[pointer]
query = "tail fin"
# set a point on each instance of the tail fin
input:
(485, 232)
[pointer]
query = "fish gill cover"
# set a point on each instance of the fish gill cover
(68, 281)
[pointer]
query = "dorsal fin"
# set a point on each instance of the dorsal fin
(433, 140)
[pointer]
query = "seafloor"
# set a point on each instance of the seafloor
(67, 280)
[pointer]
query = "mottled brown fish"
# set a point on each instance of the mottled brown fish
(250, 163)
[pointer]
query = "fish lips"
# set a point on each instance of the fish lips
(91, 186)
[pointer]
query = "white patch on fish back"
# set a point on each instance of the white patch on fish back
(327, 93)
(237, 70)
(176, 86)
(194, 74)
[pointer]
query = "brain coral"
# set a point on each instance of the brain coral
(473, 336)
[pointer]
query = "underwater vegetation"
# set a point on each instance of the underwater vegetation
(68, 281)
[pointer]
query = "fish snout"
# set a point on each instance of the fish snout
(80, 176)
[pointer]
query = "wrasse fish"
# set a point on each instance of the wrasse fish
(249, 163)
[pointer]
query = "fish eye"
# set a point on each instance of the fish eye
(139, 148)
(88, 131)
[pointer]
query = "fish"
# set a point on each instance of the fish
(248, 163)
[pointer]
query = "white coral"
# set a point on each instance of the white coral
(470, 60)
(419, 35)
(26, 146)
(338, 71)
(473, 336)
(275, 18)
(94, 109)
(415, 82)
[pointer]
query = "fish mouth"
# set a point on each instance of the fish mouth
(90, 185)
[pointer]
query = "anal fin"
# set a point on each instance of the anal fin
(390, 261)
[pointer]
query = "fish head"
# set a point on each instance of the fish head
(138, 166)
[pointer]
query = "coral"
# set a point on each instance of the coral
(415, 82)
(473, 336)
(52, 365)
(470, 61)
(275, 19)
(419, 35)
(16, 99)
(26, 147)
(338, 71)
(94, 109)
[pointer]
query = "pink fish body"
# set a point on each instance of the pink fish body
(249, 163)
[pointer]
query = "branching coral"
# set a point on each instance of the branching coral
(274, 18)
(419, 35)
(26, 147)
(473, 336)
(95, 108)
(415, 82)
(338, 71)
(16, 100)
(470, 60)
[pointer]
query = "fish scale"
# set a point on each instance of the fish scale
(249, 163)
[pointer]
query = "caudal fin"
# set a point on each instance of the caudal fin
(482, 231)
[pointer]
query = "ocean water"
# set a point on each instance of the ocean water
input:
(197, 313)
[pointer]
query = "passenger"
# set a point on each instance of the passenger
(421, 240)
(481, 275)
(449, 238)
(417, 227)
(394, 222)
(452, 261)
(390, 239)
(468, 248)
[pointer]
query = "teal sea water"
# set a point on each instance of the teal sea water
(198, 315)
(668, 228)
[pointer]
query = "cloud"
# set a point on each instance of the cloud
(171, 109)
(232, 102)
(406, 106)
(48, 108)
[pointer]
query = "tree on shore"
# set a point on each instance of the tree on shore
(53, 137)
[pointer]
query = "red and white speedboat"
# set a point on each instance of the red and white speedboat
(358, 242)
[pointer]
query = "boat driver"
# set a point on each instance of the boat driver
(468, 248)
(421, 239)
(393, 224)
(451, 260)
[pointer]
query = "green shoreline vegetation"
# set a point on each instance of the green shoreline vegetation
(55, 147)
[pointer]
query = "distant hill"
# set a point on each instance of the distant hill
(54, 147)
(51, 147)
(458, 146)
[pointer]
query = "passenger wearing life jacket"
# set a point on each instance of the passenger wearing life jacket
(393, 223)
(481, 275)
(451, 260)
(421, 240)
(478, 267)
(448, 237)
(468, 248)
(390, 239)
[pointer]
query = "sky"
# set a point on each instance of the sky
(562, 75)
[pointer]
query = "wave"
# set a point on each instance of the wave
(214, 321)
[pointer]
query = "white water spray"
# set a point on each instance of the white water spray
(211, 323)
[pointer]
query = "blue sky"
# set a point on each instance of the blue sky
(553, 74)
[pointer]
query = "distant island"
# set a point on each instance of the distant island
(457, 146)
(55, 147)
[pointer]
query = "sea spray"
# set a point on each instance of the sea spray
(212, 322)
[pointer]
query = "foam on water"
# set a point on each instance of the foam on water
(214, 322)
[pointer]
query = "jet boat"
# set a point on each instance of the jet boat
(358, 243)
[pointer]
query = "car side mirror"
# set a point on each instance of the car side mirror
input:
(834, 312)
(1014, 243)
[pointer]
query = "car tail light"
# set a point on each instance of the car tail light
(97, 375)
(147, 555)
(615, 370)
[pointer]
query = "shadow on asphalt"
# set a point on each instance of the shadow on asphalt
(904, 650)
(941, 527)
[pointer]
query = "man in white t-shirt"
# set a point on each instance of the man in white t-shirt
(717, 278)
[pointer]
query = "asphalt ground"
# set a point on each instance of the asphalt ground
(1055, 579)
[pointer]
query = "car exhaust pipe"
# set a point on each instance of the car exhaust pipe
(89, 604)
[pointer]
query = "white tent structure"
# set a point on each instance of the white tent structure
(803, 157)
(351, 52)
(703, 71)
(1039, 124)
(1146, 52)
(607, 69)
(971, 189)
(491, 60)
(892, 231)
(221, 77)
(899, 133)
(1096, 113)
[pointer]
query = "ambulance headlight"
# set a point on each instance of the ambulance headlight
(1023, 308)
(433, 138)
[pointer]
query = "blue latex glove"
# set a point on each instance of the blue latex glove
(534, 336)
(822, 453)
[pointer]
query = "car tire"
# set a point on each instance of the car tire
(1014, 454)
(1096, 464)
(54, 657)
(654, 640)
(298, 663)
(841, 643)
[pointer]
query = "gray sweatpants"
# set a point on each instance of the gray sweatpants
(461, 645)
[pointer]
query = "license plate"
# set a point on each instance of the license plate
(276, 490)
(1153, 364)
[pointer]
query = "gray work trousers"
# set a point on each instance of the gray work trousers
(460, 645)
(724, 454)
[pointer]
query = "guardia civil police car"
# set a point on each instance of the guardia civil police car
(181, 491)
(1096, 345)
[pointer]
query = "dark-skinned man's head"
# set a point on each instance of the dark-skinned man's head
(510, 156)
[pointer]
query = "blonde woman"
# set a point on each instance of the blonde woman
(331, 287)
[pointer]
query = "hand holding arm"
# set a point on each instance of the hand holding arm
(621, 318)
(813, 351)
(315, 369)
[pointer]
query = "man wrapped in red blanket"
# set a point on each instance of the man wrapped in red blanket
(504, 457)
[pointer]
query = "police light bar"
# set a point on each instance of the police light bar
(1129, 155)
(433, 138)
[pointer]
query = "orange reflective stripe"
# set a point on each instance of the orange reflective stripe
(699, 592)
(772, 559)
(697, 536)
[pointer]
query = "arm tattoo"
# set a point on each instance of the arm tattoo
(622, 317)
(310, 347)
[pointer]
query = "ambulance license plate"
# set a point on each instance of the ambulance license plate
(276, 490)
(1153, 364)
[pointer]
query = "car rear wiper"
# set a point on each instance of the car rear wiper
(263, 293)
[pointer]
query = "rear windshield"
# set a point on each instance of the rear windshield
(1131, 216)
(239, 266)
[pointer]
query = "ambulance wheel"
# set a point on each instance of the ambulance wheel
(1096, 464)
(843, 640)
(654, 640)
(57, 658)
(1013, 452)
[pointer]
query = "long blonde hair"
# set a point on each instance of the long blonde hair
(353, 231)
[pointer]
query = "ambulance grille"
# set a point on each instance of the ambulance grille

_SET PROBLEM_
Please pull out every line of the entries above that contains the string "patch", matching case exactly.

_FINISHED EXERCISE_
query = "white patch on fish back"
# set a point on each instance of the white patch on fish back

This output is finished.